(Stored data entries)

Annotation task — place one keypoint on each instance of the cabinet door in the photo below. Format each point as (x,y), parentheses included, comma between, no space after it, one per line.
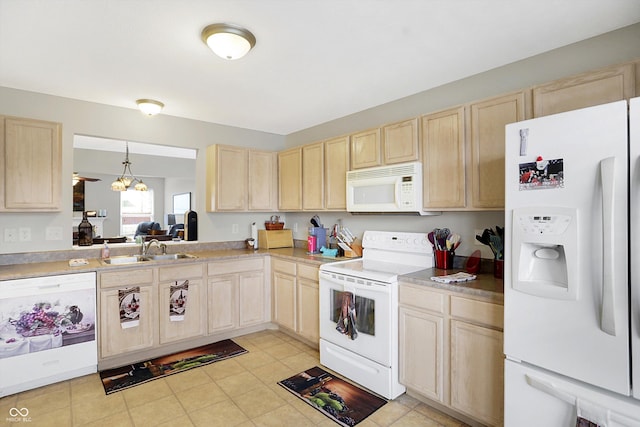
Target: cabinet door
(194,322)
(313,176)
(30,165)
(443,159)
(400,141)
(336,165)
(488,120)
(365,149)
(477,372)
(290,179)
(263,181)
(226,185)
(222,303)
(422,352)
(585,90)
(251,299)
(284,300)
(116,340)
(309,309)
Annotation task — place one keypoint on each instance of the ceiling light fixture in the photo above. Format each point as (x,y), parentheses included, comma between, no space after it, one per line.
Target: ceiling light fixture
(124,182)
(150,107)
(228,41)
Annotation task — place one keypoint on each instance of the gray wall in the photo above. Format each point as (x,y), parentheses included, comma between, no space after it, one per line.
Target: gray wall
(128,124)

- TASK DETAILS -
Among the lines of the data, which ones contain the word "place"? Show them.

- EXERCISE OUTPUT -
Annotation task — place one keypoint on each instance of the cabinet door in the photo below. Format each point as (x,y), parentheses included, comma between, no space after it, one per line.
Annotation task — place one keypoint on each instance of the ceiling light fixture in the photo above. Format each point as (x,y), parentheses included, comma between, no space after it, one per line.
Annotation task — place one keypoint on each instance of the gray wall in the photo above. Format each point as (x,y), parentheses included, comma between, no space after it, one per line.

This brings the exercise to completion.